> TASK REQUIREMENTS
Lines from the beginning of the data through the line containing "Could you point out the orange" are to be copied exactly, with no other line included.

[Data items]
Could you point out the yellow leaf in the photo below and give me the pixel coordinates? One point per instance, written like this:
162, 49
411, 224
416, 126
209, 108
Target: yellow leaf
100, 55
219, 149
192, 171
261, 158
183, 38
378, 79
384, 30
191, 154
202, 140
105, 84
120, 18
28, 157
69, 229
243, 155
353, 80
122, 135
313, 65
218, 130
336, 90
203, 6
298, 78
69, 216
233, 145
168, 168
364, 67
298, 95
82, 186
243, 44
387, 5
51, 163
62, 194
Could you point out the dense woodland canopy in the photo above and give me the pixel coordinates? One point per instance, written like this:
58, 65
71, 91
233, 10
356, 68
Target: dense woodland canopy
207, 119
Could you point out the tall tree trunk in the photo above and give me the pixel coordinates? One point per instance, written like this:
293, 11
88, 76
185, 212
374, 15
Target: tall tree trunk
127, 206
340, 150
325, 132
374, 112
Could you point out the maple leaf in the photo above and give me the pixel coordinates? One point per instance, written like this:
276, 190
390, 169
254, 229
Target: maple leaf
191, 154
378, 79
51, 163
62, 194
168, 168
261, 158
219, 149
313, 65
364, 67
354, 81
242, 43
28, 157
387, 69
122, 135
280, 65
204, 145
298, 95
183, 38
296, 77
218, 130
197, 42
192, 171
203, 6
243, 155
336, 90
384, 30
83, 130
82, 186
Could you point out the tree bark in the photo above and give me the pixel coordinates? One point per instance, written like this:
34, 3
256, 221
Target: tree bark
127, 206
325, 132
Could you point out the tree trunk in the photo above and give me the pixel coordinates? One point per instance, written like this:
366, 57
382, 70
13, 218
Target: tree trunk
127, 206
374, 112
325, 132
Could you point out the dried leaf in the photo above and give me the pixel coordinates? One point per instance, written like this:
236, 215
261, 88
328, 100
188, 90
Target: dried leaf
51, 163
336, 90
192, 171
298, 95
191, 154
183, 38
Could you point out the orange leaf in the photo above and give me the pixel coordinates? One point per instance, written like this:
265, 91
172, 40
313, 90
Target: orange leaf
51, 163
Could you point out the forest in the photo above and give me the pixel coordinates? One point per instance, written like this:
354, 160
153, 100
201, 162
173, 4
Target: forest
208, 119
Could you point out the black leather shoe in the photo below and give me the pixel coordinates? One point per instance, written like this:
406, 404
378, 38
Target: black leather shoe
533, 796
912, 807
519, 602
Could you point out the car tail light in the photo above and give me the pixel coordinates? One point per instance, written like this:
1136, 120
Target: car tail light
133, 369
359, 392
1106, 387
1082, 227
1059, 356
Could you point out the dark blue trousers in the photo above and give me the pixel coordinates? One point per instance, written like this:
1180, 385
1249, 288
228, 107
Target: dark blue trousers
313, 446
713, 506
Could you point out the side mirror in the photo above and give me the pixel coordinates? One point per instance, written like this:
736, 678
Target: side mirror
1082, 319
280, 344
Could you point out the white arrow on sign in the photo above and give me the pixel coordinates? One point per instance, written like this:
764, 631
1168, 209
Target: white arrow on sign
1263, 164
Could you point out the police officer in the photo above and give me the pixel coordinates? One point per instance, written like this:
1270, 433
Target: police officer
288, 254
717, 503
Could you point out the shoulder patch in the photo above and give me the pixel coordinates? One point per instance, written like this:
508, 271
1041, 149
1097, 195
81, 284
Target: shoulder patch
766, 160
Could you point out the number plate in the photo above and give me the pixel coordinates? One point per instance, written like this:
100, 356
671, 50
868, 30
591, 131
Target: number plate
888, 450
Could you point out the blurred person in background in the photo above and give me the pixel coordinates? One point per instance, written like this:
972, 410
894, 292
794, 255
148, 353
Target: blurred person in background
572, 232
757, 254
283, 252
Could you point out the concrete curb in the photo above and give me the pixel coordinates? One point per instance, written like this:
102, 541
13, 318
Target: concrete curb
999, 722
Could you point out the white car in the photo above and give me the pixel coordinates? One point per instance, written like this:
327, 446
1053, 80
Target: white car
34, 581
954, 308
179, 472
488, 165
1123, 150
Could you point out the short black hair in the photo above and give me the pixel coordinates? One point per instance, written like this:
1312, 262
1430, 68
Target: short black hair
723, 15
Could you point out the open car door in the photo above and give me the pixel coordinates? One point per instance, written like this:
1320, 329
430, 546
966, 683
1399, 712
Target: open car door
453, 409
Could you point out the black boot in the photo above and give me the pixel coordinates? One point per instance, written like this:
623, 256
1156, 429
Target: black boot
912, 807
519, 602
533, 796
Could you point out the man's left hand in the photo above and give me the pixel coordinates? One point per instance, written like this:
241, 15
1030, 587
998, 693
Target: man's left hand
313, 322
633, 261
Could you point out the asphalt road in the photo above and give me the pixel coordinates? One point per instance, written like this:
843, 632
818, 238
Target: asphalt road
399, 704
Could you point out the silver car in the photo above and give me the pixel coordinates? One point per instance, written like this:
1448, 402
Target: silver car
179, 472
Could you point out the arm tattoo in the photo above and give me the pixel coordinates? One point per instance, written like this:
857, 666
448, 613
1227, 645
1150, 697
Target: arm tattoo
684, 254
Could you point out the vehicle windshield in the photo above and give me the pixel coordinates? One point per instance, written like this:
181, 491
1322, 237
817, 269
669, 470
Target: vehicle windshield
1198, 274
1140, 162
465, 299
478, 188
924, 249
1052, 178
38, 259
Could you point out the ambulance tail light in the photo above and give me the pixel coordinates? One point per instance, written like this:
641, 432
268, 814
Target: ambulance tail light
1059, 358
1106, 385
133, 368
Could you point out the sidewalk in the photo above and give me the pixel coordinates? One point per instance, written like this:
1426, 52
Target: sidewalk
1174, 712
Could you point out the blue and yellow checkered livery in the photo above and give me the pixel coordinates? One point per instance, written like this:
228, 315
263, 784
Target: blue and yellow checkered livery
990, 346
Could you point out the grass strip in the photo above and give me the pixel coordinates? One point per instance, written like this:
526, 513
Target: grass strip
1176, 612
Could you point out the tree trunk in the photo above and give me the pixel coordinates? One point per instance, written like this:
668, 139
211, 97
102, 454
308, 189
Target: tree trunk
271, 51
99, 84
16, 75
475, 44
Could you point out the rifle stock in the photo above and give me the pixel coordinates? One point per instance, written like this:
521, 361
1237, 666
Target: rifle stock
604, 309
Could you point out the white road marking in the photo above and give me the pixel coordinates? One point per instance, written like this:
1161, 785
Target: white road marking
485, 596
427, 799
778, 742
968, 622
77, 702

> EXERCISE RESPONSE
Could you point out the yellow leaf in the photo below and give me the pixel coordinates? One point per instance, written like this:
162, 49
411, 224
416, 126
209, 108
Target: yellow leaf
100, 55
219, 149
192, 171
261, 158
183, 38
378, 79
384, 30
191, 154
202, 140
105, 84
120, 18
28, 157
69, 229
243, 155
353, 80
122, 135
313, 65
218, 130
336, 90
203, 6
298, 78
69, 216
233, 145
168, 168
364, 67
298, 95
82, 186
243, 44
387, 5
51, 163
62, 194
Could you point out the dense woodland canopy in the photo above and give me the pixel coordinates? One point per instance, written like this:
58, 65
71, 91
233, 10
356, 68
Target: dense woodland canopy
207, 119
Could you point out the tall tree trunk in the photo above and give me the pixel coordinates? One point per instance, written like this:
293, 11
88, 76
185, 212
374, 15
Target: tall tree trunk
127, 206
340, 150
325, 132
374, 112
Could you point out the maple leaf in the photo above and give me the pixel coordinates? One point per instance, written like this:
276, 190
390, 169
254, 229
Target: maple leaf
191, 154
378, 79
51, 163
62, 194
168, 168
261, 158
219, 149
313, 65
364, 67
354, 81
242, 43
28, 157
387, 69
122, 135
280, 65
204, 145
298, 95
183, 38
296, 77
218, 130
197, 42
192, 171
203, 6
243, 155
336, 90
384, 30
83, 130
82, 186
Could you point out the tree bark in the photo above and give me the pixel coordinates? One point per instance, written like this:
34, 3
256, 221
Target: tree bark
127, 206
325, 132
Could you point out the tree trunk in the photo above and give me the pixel coordinates? One point per instance, written like this:
366, 57
382, 70
13, 218
Target: tree trunk
127, 206
374, 112
325, 132
Could you point out the dried leaf in the photo above and give me the pixel coordinates? One point per instance, written like this:
236, 215
261, 88
328, 100
188, 90
Target: dried leaf
51, 163
336, 90
192, 171
298, 95
191, 154
183, 38
Could you point out the orange leaf in the photo above and give me the pixel coordinates? One point per instance, written like this:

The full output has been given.